Could you copy exactly the lines from the one containing "Point to every instance of the rocky cliff" through the last line of the records below, leaving out any pictures?

>> START Records

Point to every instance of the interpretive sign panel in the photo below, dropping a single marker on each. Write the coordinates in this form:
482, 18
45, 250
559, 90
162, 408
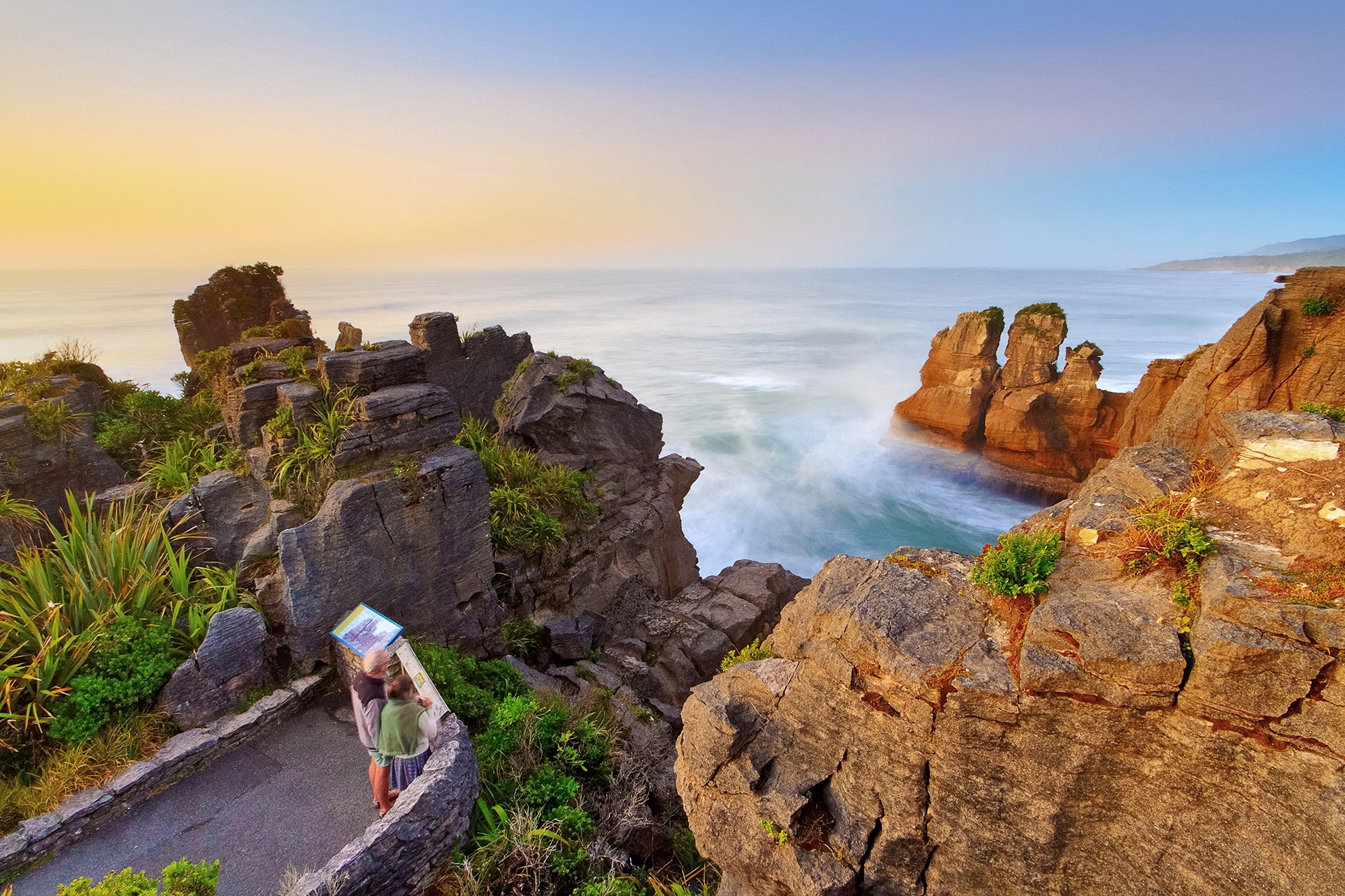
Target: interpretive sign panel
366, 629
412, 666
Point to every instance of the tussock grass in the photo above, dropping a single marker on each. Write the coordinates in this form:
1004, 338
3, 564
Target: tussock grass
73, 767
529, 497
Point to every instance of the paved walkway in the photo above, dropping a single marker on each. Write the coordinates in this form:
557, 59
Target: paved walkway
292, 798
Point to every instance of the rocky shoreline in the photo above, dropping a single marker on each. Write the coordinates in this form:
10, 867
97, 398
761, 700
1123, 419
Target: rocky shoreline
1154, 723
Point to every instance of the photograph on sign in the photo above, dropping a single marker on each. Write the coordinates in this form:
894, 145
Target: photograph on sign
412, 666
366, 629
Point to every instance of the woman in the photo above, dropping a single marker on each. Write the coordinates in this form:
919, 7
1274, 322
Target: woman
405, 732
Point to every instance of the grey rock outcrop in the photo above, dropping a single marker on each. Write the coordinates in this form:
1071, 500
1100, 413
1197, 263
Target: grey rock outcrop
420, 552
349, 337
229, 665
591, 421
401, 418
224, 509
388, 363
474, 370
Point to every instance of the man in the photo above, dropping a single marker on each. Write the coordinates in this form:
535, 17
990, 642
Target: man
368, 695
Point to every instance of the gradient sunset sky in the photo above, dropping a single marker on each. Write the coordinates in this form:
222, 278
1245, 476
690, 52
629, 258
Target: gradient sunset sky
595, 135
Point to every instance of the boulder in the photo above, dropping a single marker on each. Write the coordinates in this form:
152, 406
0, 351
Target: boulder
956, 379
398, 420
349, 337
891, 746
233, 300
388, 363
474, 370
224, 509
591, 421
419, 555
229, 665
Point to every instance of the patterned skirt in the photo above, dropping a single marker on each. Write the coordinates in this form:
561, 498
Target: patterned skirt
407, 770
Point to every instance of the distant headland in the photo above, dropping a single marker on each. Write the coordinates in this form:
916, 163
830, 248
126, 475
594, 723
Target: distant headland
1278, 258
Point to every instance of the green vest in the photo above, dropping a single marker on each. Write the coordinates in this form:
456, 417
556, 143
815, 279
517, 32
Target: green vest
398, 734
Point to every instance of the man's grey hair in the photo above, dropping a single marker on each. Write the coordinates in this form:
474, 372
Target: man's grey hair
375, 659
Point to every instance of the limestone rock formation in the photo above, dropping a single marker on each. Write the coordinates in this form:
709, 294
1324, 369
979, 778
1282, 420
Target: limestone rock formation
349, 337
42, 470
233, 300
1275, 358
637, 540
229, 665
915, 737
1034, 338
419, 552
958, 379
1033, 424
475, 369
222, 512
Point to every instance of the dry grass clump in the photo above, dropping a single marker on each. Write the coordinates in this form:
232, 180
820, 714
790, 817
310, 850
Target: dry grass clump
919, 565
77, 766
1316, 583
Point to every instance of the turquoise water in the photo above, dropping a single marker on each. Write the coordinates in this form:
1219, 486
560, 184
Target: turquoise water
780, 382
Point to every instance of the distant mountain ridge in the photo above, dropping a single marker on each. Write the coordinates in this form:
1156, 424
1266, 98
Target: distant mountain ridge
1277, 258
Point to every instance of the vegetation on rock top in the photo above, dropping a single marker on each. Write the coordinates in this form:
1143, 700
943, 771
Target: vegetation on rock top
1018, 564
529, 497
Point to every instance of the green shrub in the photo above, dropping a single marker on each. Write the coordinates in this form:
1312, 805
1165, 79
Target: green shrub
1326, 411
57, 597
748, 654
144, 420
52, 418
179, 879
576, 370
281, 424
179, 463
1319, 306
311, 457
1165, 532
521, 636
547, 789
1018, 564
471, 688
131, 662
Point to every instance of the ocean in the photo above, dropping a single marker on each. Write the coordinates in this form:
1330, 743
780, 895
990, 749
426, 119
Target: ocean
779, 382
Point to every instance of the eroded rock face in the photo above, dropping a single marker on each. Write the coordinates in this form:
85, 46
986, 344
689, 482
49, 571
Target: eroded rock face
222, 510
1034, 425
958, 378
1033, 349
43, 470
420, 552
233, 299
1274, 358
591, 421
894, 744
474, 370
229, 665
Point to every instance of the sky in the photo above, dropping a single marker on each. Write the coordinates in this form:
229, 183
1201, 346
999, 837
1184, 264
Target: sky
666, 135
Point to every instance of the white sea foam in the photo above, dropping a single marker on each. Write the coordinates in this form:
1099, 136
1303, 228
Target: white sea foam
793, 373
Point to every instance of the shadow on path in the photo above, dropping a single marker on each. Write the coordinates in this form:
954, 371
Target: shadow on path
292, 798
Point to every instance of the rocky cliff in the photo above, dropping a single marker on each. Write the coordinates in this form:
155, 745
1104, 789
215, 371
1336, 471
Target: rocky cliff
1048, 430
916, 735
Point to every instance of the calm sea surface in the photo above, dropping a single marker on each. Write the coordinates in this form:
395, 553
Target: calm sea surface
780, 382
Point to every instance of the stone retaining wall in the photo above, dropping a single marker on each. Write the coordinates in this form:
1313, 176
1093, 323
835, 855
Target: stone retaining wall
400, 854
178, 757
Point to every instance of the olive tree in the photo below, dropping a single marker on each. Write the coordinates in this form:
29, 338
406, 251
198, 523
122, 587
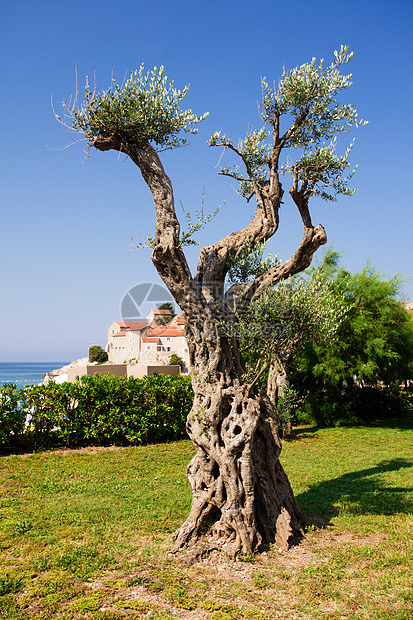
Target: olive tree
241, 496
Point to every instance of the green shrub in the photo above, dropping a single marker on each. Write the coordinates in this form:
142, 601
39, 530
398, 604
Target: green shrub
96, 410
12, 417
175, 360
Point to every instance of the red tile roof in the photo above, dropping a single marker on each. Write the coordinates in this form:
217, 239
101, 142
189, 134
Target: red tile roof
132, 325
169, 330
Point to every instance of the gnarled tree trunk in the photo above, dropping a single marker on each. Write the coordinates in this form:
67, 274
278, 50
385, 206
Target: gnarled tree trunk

>> END Records

§ Complete response
Point to every instance of the rocky cliff in the photo above, dropping a single marker on each. Write the coordinates in this form:
155, 745
1104, 789
215, 371
1336, 471
Target: rocky cliff
1048, 430
916, 735
Point to every instance of the calm sea surface in the photo above, dropping a single marker on each. Write the coordinates in this form:
395, 553
Target: calm sea surface
780, 382
Point to every instance of the stone retaining wall in the photo above, dropping a single marker on each. Write the coordinates in this form:
1313, 176
1093, 323
835, 855
Target: stone retaining wall
400, 854
178, 757
Point to every instance of the olive tree in the photo below, dropping a single marker on each. Write the coordinates in this form:
29, 338
406, 251
198, 523
122, 587
Target: olive tree
241, 496
Point to every instance of the green shrub in the photo above, dropping a single marker on each. Write the coordinates in this form:
142, 601
39, 530
398, 604
Target: green shrub
96, 410
12, 417
175, 360
Point to every instance of the red tile roof in the photo above, dropping a single marker on each. Write the coordinates in this form:
217, 239
101, 142
189, 134
Target: red tile roof
132, 325
169, 330
Point to every instance of the gnarled tree trunk in the photo above, dropping a single marker on each. Write the coordinates in this form:
67, 274
278, 50
385, 206
Target: gnarled tree trunk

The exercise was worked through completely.